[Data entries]

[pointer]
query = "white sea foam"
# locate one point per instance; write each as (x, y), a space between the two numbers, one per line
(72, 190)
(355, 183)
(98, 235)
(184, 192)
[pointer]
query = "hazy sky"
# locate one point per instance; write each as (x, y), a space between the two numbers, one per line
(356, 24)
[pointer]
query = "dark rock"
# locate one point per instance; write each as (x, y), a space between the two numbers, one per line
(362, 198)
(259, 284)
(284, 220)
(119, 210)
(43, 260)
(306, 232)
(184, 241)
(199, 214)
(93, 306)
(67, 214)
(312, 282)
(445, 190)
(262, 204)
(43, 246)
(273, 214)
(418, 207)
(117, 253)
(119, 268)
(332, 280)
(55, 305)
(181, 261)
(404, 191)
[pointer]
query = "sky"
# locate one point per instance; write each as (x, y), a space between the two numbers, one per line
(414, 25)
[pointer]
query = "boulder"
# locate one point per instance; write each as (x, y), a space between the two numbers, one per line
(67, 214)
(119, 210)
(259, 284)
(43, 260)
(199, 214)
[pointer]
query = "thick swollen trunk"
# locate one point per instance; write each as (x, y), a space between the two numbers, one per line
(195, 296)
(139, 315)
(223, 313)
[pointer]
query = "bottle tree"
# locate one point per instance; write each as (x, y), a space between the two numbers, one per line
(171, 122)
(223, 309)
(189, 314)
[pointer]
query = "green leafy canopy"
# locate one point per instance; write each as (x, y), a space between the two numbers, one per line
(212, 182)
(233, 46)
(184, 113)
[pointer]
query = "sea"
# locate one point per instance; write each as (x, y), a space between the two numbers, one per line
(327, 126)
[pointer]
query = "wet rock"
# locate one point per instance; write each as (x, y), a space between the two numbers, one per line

**Task statement**
Format every line of the rows above as a numbered list, leaving out any blank lines.

**Completed exercise**
1. [pointer]
2. query = "white sea foam"
3. # locate one point per instance; write each as (x, y), a space between the two numbers, one per line
4. (72, 190)
5. (355, 183)
6. (98, 235)
7. (184, 192)
8. [pointer]
9. query = "hazy sky"
10. # locate one point per instance; write each as (x, y), a space between the two numbers, one per line
11. (356, 24)
12. [pointer]
13. query = "dark rock"
14. # locate one point per instance; write each as (x, y), a space between the two numbers, one per line
15. (362, 198)
16. (259, 284)
17. (284, 220)
18. (119, 210)
19. (43, 260)
20. (306, 232)
21. (184, 241)
22. (199, 214)
23. (93, 306)
24. (67, 214)
25. (312, 282)
26. (445, 190)
27. (262, 204)
28. (43, 246)
29. (273, 214)
30. (418, 207)
31. (117, 253)
32. (119, 268)
33. (332, 280)
34. (55, 305)
35. (181, 261)
36. (404, 191)
37. [pointer]
38. query = "sky"
39. # locate one point per instance; write each as (x, y), a space between the two numbers, one per line
40. (414, 25)
41. [pointer]
42. query = "boulder"
43. # locate one point per instance; write each as (x, y), a space between the two numbers, one per line
44. (67, 214)
45. (119, 210)
46. (259, 284)
47. (43, 260)
48. (199, 214)
49. [pointer]
50. query = "thick swollen trunk"
51. # locate one point per instance; write each as (x, y), a space between the two numbers, one per line
52. (195, 296)
53. (139, 315)
54. (223, 313)
55. [pointer]
56. query = "bottle tree"
57. # locate one point per instance; write each as (x, y), a space between the two numbers, one per line
58. (171, 122)
59. (223, 309)
60. (189, 314)
61. [pointer]
62. query = "green leafy canopy"
63. # locate one point per instance; write each as (x, y), a space between the two numbers, one per line
64. (212, 182)
65. (233, 46)
66. (184, 113)
67. [pointer]
68. query = "sea"
69. # locate one point per instance; write each as (x, y), a space between the two numbers, one per line
70. (327, 126)
71. [pointer]
72. query = "wet rock"
73. # locate one point per instance; write each as (x, y), a space between the two numbers, one per line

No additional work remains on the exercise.